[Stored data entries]
((
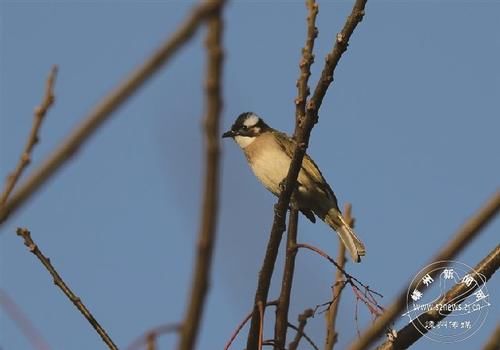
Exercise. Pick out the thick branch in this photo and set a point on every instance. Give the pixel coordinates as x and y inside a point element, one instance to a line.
<point>106,107</point>
<point>415,329</point>
<point>465,235</point>
<point>33,138</point>
<point>206,237</point>
<point>281,324</point>
<point>301,135</point>
<point>58,281</point>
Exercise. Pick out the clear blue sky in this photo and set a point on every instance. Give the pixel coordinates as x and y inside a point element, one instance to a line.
<point>408,133</point>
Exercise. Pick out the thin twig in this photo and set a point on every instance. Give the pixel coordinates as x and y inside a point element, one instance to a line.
<point>465,234</point>
<point>33,138</point>
<point>458,293</point>
<point>206,236</point>
<point>301,135</point>
<point>362,291</point>
<point>300,331</point>
<point>107,106</point>
<point>306,337</point>
<point>281,324</point>
<point>151,342</point>
<point>153,334</point>
<point>494,340</point>
<point>58,281</point>
<point>305,64</point>
<point>331,314</point>
<point>22,322</point>
<point>261,307</point>
<point>333,58</point>
<point>242,324</point>
<point>306,61</point>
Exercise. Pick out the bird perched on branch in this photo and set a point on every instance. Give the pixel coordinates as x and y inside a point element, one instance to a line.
<point>269,153</point>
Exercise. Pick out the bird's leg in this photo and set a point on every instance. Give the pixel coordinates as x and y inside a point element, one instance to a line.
<point>282,185</point>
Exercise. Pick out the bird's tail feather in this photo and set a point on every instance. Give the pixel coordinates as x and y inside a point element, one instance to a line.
<point>353,244</point>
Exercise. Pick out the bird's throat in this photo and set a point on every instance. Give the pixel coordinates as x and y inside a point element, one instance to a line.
<point>244,141</point>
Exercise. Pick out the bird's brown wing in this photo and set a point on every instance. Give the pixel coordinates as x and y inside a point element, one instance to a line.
<point>308,166</point>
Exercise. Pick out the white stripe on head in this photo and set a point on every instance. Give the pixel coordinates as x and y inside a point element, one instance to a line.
<point>244,141</point>
<point>251,121</point>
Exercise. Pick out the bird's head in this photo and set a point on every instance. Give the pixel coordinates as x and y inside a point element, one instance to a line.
<point>246,128</point>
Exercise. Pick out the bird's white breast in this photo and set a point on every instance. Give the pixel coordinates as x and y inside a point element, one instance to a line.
<point>270,164</point>
<point>244,141</point>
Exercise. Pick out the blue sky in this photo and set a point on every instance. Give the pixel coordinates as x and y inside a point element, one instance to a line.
<point>408,133</point>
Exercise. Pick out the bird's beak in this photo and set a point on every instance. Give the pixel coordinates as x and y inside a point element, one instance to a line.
<point>229,133</point>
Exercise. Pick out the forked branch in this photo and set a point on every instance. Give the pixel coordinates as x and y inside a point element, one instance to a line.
<point>206,236</point>
<point>106,107</point>
<point>58,281</point>
<point>301,134</point>
<point>465,234</point>
<point>33,138</point>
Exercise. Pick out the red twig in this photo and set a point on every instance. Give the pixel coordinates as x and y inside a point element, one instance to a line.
<point>464,235</point>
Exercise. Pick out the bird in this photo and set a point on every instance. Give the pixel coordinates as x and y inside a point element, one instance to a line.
<point>269,153</point>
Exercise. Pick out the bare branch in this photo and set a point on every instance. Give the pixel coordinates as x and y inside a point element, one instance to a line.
<point>306,337</point>
<point>464,235</point>
<point>152,334</point>
<point>300,331</point>
<point>494,340</point>
<point>305,64</point>
<point>58,281</point>
<point>22,322</point>
<point>242,324</point>
<point>301,136</point>
<point>33,138</point>
<point>415,329</point>
<point>107,106</point>
<point>206,236</point>
<point>333,58</point>
<point>281,324</point>
<point>331,314</point>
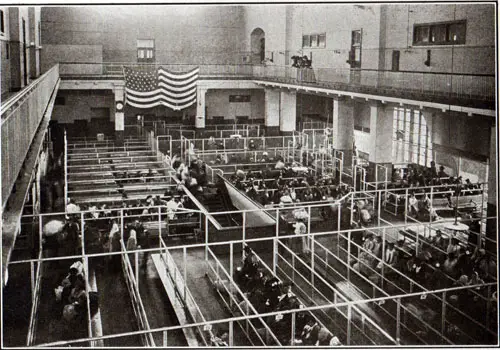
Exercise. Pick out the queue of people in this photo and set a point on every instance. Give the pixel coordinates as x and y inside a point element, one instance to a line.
<point>267,294</point>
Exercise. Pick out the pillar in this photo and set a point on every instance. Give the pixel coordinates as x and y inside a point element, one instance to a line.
<point>288,111</point>
<point>119,116</point>
<point>343,127</point>
<point>200,108</point>
<point>381,134</point>
<point>272,112</point>
<point>492,209</point>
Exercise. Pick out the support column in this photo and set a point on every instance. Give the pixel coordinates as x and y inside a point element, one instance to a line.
<point>343,127</point>
<point>288,111</point>
<point>492,209</point>
<point>200,108</point>
<point>272,111</point>
<point>119,116</point>
<point>381,134</point>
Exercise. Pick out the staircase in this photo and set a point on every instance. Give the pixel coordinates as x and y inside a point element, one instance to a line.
<point>218,202</point>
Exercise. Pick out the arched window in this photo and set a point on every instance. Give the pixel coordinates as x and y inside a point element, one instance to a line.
<point>258,46</point>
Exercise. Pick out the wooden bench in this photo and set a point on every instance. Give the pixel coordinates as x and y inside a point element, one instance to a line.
<point>181,308</point>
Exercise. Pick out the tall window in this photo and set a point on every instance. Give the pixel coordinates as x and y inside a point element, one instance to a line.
<point>449,33</point>
<point>355,52</point>
<point>314,40</point>
<point>411,137</point>
<point>145,50</point>
<point>2,23</point>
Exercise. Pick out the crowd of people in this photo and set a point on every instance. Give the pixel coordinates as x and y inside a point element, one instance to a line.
<point>418,181</point>
<point>268,294</point>
<point>71,299</point>
<point>442,262</point>
<point>286,184</point>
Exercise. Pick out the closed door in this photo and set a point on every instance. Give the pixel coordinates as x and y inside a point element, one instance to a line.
<point>395,60</point>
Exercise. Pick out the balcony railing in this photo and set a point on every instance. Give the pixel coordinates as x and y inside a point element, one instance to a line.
<point>21,115</point>
<point>453,88</point>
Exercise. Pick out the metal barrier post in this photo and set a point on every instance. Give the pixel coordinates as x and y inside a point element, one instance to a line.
<point>349,254</point>
<point>406,206</point>
<point>184,256</point>
<point>165,338</point>
<point>159,222</point>
<point>65,169</point>
<point>231,267</point>
<point>349,316</point>
<point>121,222</point>
<point>443,314</point>
<point>83,232</point>
<point>206,237</point>
<point>231,333</point>
<point>275,254</point>
<point>398,320</point>
<point>312,264</point>
<point>244,231</point>
<point>32,266</point>
<point>309,226</point>
<point>488,302</point>
<point>277,222</point>
<point>136,256</point>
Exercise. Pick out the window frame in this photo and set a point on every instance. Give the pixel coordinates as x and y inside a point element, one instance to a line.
<point>318,44</point>
<point>2,22</point>
<point>146,54</point>
<point>432,27</point>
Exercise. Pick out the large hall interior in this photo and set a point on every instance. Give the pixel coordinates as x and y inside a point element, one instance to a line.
<point>249,175</point>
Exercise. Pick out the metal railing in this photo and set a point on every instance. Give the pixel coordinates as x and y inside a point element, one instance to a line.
<point>449,85</point>
<point>427,84</point>
<point>21,116</point>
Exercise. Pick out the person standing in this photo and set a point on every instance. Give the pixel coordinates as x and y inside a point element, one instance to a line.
<point>301,229</point>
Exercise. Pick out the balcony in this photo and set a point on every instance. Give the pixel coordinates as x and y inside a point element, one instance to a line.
<point>457,89</point>
<point>21,116</point>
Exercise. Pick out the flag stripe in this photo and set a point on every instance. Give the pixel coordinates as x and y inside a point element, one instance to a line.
<point>138,99</point>
<point>165,90</point>
<point>162,103</point>
<point>178,75</point>
<point>146,89</point>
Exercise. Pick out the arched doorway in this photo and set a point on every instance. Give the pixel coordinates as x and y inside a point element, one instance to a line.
<point>258,45</point>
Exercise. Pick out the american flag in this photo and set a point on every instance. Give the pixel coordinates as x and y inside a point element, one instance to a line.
<point>155,87</point>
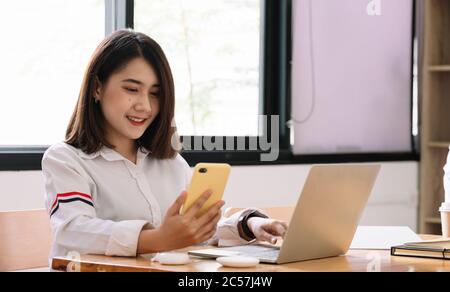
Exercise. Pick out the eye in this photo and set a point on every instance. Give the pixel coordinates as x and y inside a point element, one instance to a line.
<point>133,90</point>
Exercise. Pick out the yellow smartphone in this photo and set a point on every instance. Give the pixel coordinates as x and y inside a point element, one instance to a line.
<point>207,176</point>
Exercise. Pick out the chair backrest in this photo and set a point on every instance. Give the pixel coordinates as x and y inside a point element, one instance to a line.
<point>25,240</point>
<point>283,213</point>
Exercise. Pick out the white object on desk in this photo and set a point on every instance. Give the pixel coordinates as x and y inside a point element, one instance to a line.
<point>382,237</point>
<point>172,258</point>
<point>238,262</point>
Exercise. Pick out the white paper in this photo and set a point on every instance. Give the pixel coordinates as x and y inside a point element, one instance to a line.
<point>382,237</point>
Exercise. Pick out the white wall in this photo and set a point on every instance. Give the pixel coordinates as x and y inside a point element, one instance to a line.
<point>394,200</point>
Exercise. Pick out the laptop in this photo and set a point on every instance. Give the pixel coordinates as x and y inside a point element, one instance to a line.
<point>324,221</point>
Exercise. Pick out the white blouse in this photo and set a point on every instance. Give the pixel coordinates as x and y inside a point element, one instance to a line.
<point>99,203</point>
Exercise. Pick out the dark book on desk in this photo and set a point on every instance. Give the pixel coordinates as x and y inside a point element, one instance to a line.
<point>438,249</point>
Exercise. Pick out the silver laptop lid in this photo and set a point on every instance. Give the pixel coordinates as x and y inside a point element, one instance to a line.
<point>328,211</point>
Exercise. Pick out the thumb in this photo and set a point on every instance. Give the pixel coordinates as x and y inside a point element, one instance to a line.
<point>176,206</point>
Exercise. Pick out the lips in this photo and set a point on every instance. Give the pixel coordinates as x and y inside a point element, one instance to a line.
<point>136,121</point>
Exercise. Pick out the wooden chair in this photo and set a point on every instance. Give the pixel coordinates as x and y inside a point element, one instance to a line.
<point>283,213</point>
<point>25,240</point>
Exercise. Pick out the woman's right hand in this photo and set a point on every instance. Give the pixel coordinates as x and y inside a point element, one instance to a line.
<point>179,231</point>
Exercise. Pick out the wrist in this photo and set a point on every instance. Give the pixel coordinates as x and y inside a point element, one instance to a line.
<point>244,229</point>
<point>150,241</point>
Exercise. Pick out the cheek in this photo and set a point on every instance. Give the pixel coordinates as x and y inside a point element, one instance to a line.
<point>155,107</point>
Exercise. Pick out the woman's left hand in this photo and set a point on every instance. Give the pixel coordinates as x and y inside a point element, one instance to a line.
<point>267,229</point>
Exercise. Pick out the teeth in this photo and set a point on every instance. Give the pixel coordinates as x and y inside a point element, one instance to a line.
<point>136,120</point>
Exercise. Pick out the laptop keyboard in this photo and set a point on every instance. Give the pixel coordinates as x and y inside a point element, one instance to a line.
<point>258,251</point>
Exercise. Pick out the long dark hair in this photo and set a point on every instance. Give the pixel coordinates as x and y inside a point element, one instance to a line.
<point>86,129</point>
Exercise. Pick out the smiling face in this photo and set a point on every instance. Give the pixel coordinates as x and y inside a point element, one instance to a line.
<point>129,102</point>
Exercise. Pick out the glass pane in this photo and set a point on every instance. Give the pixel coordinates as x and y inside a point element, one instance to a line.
<point>46,46</point>
<point>213,47</point>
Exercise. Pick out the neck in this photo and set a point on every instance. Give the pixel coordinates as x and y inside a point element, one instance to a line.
))
Assignment – Your answer must be the line holding "Exercise. Pick out the long" and every later line of the entries above, written out exactly, and nothing else.

Reply –
Exercise. Pick out the long dark hair in this photo and set a point on every instance. Give the pixel coordinates as x and y inside a point element, one instance to a line.
<point>86,129</point>
Exercise. Pick out the smiling face in this photo and set a point on every instance. Give the pixel coordinates as x and y inside a point element, one instance to a line.
<point>129,102</point>
Exercise. Pick out the glass pane in this photo and set a point on every instance. Give the pixel coordinates as x and y inside a point element, one instance to a line.
<point>46,46</point>
<point>213,47</point>
Exercise. Pick out the neck in this photo and set a point on every instance. Give the pixel coordinates as x and y inside a point element, one instance to a line.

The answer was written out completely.